→ What you are asked to do
Report every line in the items below that contains the word "trace". Only matches with the same capitalization count.

(begin)

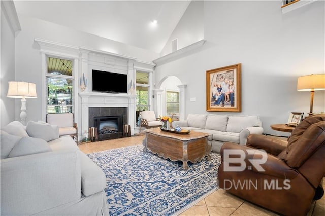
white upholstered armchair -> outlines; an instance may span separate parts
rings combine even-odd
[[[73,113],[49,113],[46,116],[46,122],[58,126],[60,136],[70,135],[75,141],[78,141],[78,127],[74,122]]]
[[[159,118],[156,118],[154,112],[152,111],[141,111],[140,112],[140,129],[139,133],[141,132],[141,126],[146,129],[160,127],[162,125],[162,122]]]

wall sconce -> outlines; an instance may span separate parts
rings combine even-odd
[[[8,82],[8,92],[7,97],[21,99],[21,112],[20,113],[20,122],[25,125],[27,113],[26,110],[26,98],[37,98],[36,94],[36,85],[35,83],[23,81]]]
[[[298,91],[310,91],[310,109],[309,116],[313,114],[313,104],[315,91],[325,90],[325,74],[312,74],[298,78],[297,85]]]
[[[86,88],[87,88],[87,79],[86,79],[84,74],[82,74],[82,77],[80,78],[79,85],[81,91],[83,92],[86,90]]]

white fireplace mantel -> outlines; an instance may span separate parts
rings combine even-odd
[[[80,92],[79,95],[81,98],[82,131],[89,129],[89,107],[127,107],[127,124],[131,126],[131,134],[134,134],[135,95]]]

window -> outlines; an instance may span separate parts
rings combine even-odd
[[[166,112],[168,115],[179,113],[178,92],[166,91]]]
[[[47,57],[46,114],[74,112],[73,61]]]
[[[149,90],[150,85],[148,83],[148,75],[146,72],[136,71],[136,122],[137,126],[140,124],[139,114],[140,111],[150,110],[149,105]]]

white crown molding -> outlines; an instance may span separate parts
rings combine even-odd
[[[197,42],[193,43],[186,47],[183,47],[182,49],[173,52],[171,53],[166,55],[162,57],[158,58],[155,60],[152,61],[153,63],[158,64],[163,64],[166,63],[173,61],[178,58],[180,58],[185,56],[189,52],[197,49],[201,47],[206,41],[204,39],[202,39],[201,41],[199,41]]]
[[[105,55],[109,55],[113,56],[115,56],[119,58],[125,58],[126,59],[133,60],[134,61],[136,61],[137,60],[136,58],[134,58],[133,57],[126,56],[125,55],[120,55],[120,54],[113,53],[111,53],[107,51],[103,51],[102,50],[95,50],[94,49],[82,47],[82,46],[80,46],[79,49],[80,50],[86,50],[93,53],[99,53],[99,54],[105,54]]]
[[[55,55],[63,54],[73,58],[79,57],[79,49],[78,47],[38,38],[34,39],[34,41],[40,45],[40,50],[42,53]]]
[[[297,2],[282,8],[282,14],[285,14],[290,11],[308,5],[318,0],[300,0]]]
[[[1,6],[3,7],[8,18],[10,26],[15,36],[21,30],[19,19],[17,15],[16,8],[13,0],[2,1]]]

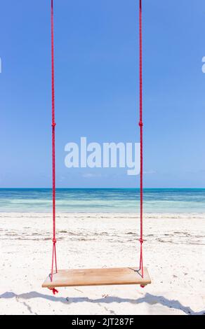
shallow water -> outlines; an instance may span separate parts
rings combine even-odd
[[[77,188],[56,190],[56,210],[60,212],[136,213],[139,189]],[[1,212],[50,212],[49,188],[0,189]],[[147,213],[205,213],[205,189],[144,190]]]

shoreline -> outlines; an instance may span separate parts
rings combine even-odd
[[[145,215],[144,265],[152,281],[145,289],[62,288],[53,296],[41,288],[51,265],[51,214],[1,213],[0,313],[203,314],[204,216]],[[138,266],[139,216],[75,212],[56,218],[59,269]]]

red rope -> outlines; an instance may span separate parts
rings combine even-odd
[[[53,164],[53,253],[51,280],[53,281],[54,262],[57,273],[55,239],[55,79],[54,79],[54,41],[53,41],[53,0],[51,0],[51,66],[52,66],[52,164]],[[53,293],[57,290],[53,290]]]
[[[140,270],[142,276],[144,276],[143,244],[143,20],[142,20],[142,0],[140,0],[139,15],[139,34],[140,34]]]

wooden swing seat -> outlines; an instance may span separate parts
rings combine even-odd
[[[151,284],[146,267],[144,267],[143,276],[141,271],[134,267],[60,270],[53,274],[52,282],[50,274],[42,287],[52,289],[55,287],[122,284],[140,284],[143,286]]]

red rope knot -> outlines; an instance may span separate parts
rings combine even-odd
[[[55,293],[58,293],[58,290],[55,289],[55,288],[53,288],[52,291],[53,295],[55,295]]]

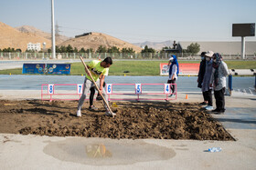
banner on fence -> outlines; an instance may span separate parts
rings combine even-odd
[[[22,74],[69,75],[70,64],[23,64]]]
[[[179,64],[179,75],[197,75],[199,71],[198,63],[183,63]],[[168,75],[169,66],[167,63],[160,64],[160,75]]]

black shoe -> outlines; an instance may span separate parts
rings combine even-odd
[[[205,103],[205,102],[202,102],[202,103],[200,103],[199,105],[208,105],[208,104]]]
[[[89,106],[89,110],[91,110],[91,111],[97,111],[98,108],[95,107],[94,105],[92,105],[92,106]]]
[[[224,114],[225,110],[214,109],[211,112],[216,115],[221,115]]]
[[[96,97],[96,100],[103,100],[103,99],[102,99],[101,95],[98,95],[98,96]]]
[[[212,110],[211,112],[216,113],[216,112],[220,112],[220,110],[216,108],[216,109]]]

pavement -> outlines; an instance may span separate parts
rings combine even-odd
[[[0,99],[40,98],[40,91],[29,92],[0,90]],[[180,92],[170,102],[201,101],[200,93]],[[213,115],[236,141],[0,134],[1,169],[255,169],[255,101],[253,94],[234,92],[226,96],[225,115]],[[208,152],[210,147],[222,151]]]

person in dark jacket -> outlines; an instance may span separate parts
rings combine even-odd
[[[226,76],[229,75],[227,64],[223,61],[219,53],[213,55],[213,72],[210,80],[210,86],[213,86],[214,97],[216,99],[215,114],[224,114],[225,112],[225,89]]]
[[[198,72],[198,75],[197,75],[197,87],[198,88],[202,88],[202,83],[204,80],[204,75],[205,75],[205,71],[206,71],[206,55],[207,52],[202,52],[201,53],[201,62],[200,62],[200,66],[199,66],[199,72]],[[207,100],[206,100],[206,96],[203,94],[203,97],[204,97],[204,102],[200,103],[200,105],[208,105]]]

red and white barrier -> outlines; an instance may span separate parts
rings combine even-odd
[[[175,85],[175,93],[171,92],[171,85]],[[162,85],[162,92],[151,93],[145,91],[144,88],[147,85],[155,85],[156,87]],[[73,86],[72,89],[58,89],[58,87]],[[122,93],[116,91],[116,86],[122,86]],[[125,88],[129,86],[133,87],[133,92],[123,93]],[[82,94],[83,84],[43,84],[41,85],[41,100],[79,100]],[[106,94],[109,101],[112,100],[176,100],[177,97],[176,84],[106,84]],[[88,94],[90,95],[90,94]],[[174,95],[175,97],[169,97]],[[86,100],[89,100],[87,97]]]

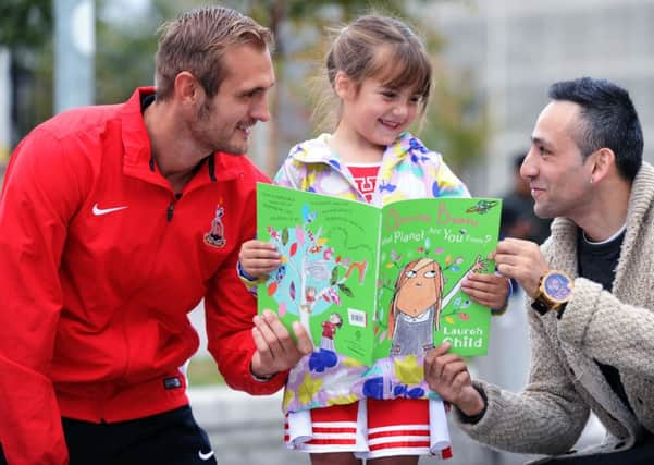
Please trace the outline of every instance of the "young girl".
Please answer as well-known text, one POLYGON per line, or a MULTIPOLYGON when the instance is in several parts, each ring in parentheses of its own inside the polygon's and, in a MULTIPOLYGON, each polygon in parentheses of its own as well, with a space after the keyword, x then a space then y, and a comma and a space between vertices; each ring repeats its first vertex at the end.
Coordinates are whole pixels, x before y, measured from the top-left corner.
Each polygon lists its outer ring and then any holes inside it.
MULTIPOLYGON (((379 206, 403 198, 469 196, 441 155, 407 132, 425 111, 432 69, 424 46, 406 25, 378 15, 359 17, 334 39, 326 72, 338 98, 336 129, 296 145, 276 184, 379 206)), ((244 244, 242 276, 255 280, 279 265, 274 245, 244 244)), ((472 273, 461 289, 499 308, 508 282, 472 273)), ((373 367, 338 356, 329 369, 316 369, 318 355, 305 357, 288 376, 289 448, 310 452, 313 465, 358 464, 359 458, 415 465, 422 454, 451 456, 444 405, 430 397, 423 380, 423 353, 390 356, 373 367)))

(end)
(begin)

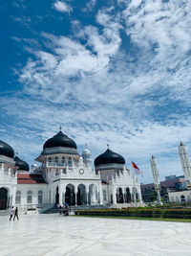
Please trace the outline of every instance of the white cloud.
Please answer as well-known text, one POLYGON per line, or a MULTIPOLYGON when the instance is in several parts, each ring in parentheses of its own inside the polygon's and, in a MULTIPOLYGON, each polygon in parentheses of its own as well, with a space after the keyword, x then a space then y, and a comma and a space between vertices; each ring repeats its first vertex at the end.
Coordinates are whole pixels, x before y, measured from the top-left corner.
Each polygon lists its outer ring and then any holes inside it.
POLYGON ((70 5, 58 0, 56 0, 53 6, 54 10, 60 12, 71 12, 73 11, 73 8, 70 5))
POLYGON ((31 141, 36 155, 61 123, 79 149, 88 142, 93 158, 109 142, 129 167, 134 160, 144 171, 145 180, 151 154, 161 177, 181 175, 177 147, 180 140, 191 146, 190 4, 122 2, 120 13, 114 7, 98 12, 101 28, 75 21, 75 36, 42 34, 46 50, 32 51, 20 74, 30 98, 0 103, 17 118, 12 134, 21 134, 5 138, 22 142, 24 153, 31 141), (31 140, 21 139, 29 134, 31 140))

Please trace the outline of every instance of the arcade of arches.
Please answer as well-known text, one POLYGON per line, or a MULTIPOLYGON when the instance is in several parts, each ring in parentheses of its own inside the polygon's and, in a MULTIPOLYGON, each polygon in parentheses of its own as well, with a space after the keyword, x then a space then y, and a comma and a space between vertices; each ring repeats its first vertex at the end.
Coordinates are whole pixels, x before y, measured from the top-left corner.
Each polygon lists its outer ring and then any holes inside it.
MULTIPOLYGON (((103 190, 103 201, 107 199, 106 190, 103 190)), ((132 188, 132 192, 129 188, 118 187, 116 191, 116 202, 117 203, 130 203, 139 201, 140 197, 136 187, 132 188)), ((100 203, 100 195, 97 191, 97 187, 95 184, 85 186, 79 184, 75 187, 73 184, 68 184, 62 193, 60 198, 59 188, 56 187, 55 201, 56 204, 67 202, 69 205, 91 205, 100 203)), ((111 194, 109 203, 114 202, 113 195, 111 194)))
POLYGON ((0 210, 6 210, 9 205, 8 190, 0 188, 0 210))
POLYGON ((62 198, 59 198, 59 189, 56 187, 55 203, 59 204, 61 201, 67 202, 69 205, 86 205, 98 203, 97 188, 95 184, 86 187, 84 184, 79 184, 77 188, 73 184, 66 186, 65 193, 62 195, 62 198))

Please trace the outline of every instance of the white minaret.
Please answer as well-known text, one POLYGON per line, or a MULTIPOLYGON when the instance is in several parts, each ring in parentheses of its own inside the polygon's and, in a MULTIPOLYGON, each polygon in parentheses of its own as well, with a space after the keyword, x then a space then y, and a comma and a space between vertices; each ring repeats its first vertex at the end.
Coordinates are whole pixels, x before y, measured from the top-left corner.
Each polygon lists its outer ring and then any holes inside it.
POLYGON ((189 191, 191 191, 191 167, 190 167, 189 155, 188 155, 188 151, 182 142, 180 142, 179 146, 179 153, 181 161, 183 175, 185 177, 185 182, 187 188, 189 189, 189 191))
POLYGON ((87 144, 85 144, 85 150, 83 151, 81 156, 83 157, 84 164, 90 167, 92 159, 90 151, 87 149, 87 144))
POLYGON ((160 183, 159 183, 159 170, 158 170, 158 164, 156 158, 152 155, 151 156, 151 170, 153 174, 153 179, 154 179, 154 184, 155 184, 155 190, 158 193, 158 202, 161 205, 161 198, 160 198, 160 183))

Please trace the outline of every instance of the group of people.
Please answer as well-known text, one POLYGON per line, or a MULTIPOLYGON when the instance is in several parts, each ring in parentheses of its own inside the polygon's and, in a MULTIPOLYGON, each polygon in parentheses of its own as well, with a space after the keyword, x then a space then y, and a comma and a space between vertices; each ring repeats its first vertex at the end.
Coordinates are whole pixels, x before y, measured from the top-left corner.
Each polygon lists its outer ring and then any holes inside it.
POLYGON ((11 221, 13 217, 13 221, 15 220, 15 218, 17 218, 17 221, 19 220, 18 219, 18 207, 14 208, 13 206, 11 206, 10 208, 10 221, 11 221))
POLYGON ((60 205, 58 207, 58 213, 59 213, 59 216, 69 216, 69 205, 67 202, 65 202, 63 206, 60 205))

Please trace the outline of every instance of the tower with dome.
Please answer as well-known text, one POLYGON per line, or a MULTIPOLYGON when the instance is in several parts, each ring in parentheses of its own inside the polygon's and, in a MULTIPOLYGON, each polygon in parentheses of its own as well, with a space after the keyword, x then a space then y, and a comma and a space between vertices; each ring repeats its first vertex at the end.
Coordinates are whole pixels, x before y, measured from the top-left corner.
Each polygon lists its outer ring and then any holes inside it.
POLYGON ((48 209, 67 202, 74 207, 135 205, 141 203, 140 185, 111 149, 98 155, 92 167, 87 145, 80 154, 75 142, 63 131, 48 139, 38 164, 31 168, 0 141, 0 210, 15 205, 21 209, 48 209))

(end)

→ Response to the task
Please trace the outline of every instance of the "young girl".
Please trace the outline of every instance of the white cloud.
Please trace the outline of every instance of the arcade of arches.
Please trace the outline of every instance of the white minaret.
Please trace the outline of every instance of the group of people.
Please trace the outline of every instance of the tower with dome.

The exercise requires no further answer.